→ **WHAT YOU HAVE TO DO**:
Update the listing below by replacing every "keypoint" with "marker" and leaving everything else unchanged. Leave the pictures out of your answer.

→ **SUPPLIED MATERIAL**:
* begin *
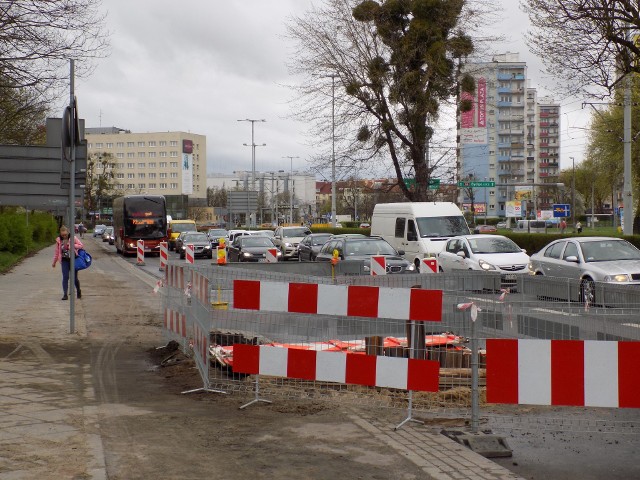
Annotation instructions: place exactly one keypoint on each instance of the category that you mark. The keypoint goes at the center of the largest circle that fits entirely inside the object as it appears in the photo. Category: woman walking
(62, 254)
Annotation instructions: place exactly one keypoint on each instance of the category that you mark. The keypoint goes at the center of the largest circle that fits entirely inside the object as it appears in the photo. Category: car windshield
(320, 240)
(493, 245)
(256, 241)
(442, 226)
(295, 232)
(609, 250)
(195, 237)
(368, 247)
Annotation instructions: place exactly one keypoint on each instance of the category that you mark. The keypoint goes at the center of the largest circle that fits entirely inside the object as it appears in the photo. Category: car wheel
(587, 291)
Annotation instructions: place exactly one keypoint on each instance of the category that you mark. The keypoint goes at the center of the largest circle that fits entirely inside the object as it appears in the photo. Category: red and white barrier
(140, 252)
(429, 265)
(272, 255)
(164, 256)
(345, 300)
(563, 372)
(378, 265)
(188, 254)
(340, 367)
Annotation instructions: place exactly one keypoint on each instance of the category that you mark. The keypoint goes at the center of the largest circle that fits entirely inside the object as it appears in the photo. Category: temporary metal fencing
(200, 315)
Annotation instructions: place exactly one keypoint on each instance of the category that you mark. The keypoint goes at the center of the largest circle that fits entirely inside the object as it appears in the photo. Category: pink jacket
(57, 251)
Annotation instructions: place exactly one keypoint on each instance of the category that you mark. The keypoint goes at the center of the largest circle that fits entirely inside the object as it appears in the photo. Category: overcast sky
(199, 66)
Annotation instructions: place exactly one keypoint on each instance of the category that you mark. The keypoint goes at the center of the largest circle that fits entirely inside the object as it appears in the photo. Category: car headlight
(486, 265)
(620, 277)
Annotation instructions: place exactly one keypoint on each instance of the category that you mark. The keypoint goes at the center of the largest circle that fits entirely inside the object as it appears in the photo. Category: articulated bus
(139, 217)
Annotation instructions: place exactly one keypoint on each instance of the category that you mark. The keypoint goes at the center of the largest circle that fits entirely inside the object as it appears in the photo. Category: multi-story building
(509, 137)
(173, 164)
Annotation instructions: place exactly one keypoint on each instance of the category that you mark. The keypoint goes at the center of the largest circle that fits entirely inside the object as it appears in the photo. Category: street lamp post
(253, 157)
(291, 188)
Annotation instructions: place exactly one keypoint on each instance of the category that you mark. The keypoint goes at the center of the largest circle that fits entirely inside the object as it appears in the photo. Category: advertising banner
(514, 208)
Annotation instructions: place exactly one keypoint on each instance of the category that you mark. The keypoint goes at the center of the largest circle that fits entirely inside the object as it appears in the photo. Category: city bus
(139, 217)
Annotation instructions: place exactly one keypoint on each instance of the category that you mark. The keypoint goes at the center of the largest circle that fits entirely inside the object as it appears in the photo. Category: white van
(419, 229)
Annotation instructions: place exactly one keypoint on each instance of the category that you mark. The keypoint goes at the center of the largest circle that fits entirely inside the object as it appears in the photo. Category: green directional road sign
(464, 184)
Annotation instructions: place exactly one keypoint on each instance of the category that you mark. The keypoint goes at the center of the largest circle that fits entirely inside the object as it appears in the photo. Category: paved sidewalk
(39, 422)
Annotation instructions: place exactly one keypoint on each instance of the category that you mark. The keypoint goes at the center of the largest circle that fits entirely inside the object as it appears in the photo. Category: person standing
(62, 254)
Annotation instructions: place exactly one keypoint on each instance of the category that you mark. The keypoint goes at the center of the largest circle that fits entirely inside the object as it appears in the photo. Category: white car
(489, 253)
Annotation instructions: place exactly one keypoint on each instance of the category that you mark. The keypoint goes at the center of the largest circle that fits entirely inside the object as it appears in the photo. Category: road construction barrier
(189, 253)
(271, 255)
(429, 265)
(563, 372)
(164, 256)
(284, 316)
(378, 265)
(140, 252)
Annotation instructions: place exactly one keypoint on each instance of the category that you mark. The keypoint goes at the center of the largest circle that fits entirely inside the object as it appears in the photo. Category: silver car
(589, 259)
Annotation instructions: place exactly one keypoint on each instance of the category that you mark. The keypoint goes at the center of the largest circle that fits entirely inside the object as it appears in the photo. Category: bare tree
(374, 75)
(38, 37)
(585, 44)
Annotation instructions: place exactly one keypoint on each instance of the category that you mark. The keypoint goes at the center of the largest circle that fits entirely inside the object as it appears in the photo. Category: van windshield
(433, 227)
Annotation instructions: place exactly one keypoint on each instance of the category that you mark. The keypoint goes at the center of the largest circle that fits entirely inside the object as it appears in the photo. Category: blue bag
(83, 260)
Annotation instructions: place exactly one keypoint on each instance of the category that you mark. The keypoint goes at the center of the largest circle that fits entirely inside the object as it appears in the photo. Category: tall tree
(587, 45)
(38, 37)
(383, 69)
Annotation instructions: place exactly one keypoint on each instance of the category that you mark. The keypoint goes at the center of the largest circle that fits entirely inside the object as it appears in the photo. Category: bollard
(164, 256)
(140, 250)
(189, 255)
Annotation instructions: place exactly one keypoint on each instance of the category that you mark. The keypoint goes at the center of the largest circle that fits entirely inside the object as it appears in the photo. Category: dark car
(310, 246)
(361, 249)
(251, 248)
(200, 242)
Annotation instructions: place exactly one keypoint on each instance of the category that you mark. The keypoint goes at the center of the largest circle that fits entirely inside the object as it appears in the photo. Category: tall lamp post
(253, 154)
(290, 188)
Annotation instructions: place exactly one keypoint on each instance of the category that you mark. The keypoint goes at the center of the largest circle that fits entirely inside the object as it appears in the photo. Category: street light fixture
(290, 188)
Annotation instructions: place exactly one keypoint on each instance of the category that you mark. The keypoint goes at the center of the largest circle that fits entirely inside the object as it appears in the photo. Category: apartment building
(173, 164)
(510, 137)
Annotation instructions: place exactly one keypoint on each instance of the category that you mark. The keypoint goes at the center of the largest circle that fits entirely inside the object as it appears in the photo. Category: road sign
(464, 184)
(561, 210)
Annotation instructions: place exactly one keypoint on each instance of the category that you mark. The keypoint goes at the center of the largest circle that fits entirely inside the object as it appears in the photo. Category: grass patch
(9, 260)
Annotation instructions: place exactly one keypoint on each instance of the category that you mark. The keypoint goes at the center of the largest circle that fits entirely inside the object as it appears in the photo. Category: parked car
(251, 248)
(485, 229)
(361, 249)
(286, 239)
(98, 230)
(488, 253)
(178, 241)
(200, 242)
(589, 259)
(215, 234)
(310, 245)
(107, 235)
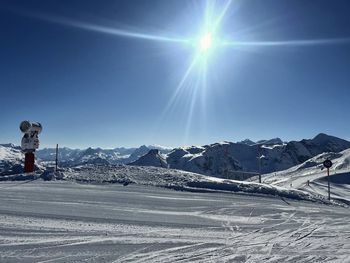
* end *
→ **WRITTEN REPLY**:
Annotation instructions: place exactly one marker on each instance of the category that you mark. The marker goes at the center of the largest circle that fits entirely inside the object as it appears in the photo. Category: woman walking
(62, 254)
Annotation instructions: place exactly one marker on each instance of the category that you mark. The marker goes at the center of the largest circle that fits entirely inside the object as it appears in the photo. Category: car windshield
(320, 240)
(493, 245)
(256, 241)
(442, 226)
(295, 232)
(609, 250)
(195, 237)
(368, 247)
Annotation instructions: place exactly one marker on each instance of the category that you mark. The marker goes at the center of the largest circle that fits entirely inside the object as it appears in the photo. Category: car wheel
(587, 291)
Annotation instructions: place exactly one marker on each instance of the category that you mark. The marker goes at the center of the largest circle that fits entirely inside the object as it appears in the photo. Category: red and white barrier
(140, 252)
(429, 265)
(272, 255)
(164, 256)
(345, 300)
(563, 372)
(378, 265)
(188, 254)
(340, 367)
Annotation instructions: place exactly one marker on each instance of the category that you mark. The marker goes at the center of the largest circle that fits entirely inside the object as it appears in the photo. Category: temporary metal fencing
(200, 315)
Annotation instructions: place exactly one marker on each instance of the category that you mark. The marker goes at the center of the largest circle that fits entirely inside the object as it appears in the photo. Category: pink jacket
(57, 251)
Annotation instructions: place exactly one marker on each instance of the category that you mark. The marker goes at the center of the largest circle that fits entirely inside the object as it appears in the photo. Category: overcast sky
(199, 66)
Annotation instructions: place exactly one marker on each instance of the category that you mark. The marker goes at the center of the largest circle that fits entirely inside the object as it appears in the photo. Category: car headlight
(486, 265)
(620, 277)
Annotation instructions: place exactly one marker on each instance of the category that you mark. The marker goes at the center of the largest circle that fits entirely inside the object as it appears in the photo. Category: articulated bus
(139, 217)
Annotation instructions: place exactly one marker on each instance of the category that you mark. The marker goes at the center of the largest circle that fits entirely inside the object as it appears in the photo. Category: multi-story building
(509, 137)
(173, 164)
Annotation instructions: place exactly one marker on each instance of the category that you mark. The marker goes at the center of the largest circle that fits entirely inside the object as it appears in the photo. Category: street lamp post
(253, 157)
(291, 188)
Annotation instructions: place exactly one marker on each instance of the category that you mark. The marker goes at the center of the largest circle that fits entirely inside the object as it appears in the photo. Category: advertising banner
(514, 208)
Annotation instructions: place exactly one marker on each instance of the category that you mark. The marker goes at the center of the largest circle that fits entirely inside the object as it appears in the photo. Category: city bus
(139, 217)
Annotation instructions: place exactly one marker on each instance of the category that you mark. The marker goes at the center of the largest circle that fits entirely inside the object as it appears in the photo. Category: white van
(419, 229)
Annotation instructions: place exactly one marker on each instance of the category that you mark. The marker goes at the center of the largest circle that fits entirely inside the object as it appears in the photo. Category: green directional road sign
(464, 184)
Annotation instructions: place exactly one marker on each instance of the category that you mark. The marker goes at the center of the largest circle that fits entirely inside the object as it appears in the photo. Category: paved sidewalk
(39, 422)
Annotation instructions: place exactly one marker on each instance of the category that you mark. The marker goes at the center of the largest circle that fits entirely inside the object as it appears in the photo. Category: person standing
(62, 254)
Annotation instructions: place exactly one marker on each instance of the category that you mark. The marker goes at the center of the largest circle that fits entirely inside the object as it appears in the photo. Category: white car
(489, 253)
Annotation instructions: place exactly one marker on each instance of the category that you mark. The marker goes at the center of the largest circle that fits entirely inside the object as it appears in the photo. Category: road construction barrier
(189, 253)
(271, 255)
(429, 265)
(563, 372)
(164, 256)
(284, 316)
(378, 265)
(140, 252)
Annotation instructions: place exactly one marker on each instance of the category that you mark. The marker goes at the center of the largest circle that fits entirely inside the object as it appears in the photo. Category: silver car
(589, 259)
Annotation instructions: place exactly one marker on each instance of the category that you mark. The marker goes at the center of the largest circle that fits entirely inside the object as it appears in the photo. Category: bare tree
(374, 75)
(38, 37)
(585, 44)
Annotation instructions: place exactly one marker on each instance of the category that you mark. The marker goes at the center of the largest circle that fits entirely inside the object as it appears in the photo. Category: van windshield
(433, 227)
Annotation instructions: place exactly one marker on each instance of the category that you mark. The marker goes at the center of the largest circle that fits entirely inside the object as it appears in the photo. Category: blue bag
(83, 260)
Annotation instructions: place exactly one marker on each instance of the category that you mark. The marker goes at the center of the largest circle that fits entirely inside the object as it appears in the photo. Category: tall tree
(587, 45)
(38, 37)
(383, 69)
Annotation instructions: place exactly one marker on each instance of the category that you mark. The marker goes at the center of the largest circle that fits entirely inside the object as it appears in the photo. Category: bollard
(164, 256)
(140, 250)
(189, 255)
Annotation instructions: place exactly one marker on each instance of the category that you mark. The marker goes at the center of the largest circle that fits entirely inside the object as it appears in the photo. Category: dark car
(310, 246)
(361, 249)
(251, 248)
(200, 242)
Annotation instructions: place exactly one marker on each instance of the category that you mark. The marker goes at the center of the largest circle that fits entirely inside the object as it appears in the photo. Category: tall lamp post
(253, 154)
(290, 188)
Annotation instructions: place exactly one marker on each instance of the category that you mark. The marker goes at the center of the largest circle that fits entirely inside the object as it appears in the photo. Category: street light fixture
(290, 188)
Annotation instructions: place exactly one marker on each instance of the category that you mark. The marker goes at the center of the largest circle that fits entirely inside the object as it appears in the photo. Category: apartment building
(173, 164)
(510, 137)
Annotation instructions: place exactly one marker on each instance of the category that you mark. The marker goes at the center of the largest circle that fits entirely inside the object as it appears in the photo. Category: road sign
(464, 184)
(561, 210)
Annotation instructions: place exactly one marker on each instance of the category that you mark. The marker goes at the center of the largest circle that fits entirely inside the object as it appears in the photo. Category: grass patch
(9, 260)
Annotation instructions: place exactly one marker on each instance of the category that you mark. The marker goes at the center of the largest circle that fits entirely inside the object as it appears in the photo. Category: parked car
(251, 248)
(485, 229)
(361, 249)
(286, 239)
(98, 230)
(488, 253)
(178, 241)
(200, 242)
(589, 259)
(215, 234)
(310, 245)
(107, 235)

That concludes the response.